Authors like Harlan Ellison, Samuel R. Delany, Ursula K. Le Guin, Octavia E. Butler, Kurt Vonnegut, Phillip K. Dick, and many others embraced and expressed themes common to the New Left critique of the American social contract, such as antiracism, anti-imperialism, opposition to gender/sex/sexuality norms and discrimination, drug experimentation, ecological degradation, the Frankfurt School’s critique of consumerism, and antiauthoritarianism. (Ellison, for example, dedicated a 1971 anthology titled Alone Against Tomorrow to the students at Kent State shot by National Guard troops the year before.) Their writings not only engaged with tabooed story topics, such as blatant non-hetero-sexuality, but also challenged forms and norms of narrative structure in ways that went far beyond the traditional limitations to first-/third-person narratives typical of mainstream American Romantic literature.

During the Vietnam War, the writer’s community was evenly split. In a June 1968 issue of Galaxy Science Fiction Magazine, on a two page advertisement there appeared oppositional statements, one featuring writers signing an endorsement of the war and the other a denouncement and call for withdrawal from combat. David M. Higgins interestingly notes “Cold War SF often, therefore, thrives on the pleasures of imperial masochism, or the enjoyment that comes from imaginatively occupying the position of a subaltern victim,” a tendency that includes individuals who either did or would have signed both sides of the 1968 Galaxy advertisement. “This is one of the strangest legacies that the Vietnam War has created for American SF: American audiences, who are the privileged beneficiaries of imperial globalization, are constantly invited to identify with anticolonial guerilla [sic] freedom fighters (like the Viet Cong), despite the almost total absence of any attempt whatsoever to understand actual Vietnamese perspectives concerning one of the most brutal and devastating wars in either Vietnamese or American history.”

In many ways, Ellison played an outsized role in this generation’s prominence. His two acclaimed anthologies, Dangerous Visions (1967) and Again, Dangerous Visions (1972), much like pulp magazines for several earlier generations, established in public consciousness membership in this contentious designation and what could be expected. Perhaps the most popular overtly political novel was Le Guin’s The Dispossessed: An Ambiguous Utopia, wherein the author sought to outline the functional methods of an anarcho-communist society.

* **Your tasks**:
1. In the science fiction passage, to whom did Ellison dedicate Alone Against Tomorrow?
2. How would you condense the paragraph of the science fiction passage that begins "In many ways, Ellison played" into a shorter version that keeps its main facts?
3. Could you copy, word for word, the part of the science fiction passage that opens with the words containing "In many ways, Ellison" and closes with "an anarcho-communist society."?
The items after this point have nothing to do with the science fiction passage.

* **Data**:
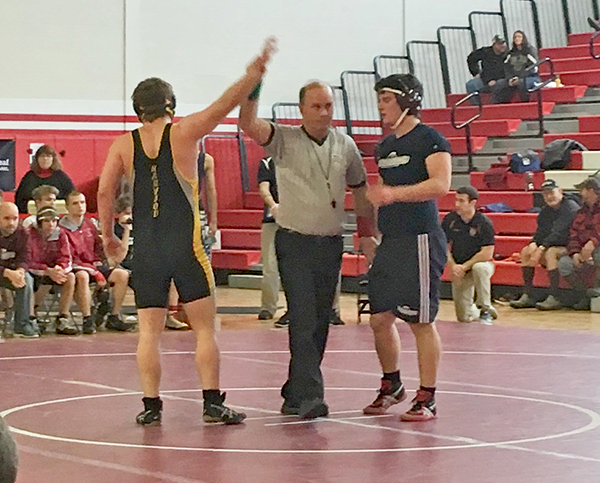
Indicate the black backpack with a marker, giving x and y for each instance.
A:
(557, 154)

==

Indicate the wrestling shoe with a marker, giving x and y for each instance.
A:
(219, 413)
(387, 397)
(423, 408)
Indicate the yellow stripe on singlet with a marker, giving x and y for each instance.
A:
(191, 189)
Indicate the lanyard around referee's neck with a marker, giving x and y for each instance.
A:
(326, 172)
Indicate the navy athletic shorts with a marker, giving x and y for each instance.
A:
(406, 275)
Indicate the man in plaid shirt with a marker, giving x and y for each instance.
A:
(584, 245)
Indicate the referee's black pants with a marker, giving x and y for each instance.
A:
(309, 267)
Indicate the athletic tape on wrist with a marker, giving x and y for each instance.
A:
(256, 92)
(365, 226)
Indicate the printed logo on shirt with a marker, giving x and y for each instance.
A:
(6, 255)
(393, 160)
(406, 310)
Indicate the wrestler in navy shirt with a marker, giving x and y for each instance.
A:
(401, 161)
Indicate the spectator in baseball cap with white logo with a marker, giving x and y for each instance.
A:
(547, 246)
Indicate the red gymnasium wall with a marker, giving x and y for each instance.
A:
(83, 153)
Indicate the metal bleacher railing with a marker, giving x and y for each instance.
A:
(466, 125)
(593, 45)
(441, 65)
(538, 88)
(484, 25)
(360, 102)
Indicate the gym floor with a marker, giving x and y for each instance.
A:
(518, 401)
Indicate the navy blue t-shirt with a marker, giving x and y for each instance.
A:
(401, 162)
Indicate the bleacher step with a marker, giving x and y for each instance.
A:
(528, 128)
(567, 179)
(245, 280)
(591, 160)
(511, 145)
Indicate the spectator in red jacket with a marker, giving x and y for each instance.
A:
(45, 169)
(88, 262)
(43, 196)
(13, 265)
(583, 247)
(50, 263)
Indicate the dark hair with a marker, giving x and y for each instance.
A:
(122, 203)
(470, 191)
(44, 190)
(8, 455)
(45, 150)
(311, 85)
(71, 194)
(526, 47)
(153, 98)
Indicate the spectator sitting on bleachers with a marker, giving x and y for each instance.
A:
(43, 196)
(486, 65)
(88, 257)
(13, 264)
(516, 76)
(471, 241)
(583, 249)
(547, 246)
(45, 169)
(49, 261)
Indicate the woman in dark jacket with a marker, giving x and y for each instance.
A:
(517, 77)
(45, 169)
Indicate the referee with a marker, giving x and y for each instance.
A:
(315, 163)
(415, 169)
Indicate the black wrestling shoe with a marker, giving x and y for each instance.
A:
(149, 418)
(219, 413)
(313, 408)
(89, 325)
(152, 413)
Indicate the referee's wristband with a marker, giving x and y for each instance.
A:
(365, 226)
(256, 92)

* **Completed exercise**:
1. The students at Kent State shot by National Guard troops the year before.

2. Ellison had an outsized role in this generation's prominence. Like pulp magazines for earlier generations, his acclaimed anthologies Dangerous Visions (1967) and Again, Dangerous Visions (1972) fixed in public consciousness who belonged to this contentious designation and what to expect from it. Perhaps the most popular overtly political novel was Le Guin's The Dispossessed: An Ambiguous Utopia, which outlined how an anarcho-communist society could function.

3.
In many ways, Ellison played an outsized role in this generation’s prominence. His two acclaimed anthologies, Dangerous Visions (1967) and Again, Dangerous Visions (1972), much like pulp magazines for several earlier generations, established in public consciousness membership in this contentious designation and what could be expected. Perhaps the most popular overtly political novel was Le Guin’s The Dispossessed: An Ambiguous Utopia, wherein the author sought to outline the functional methods of an anarcho-communist society.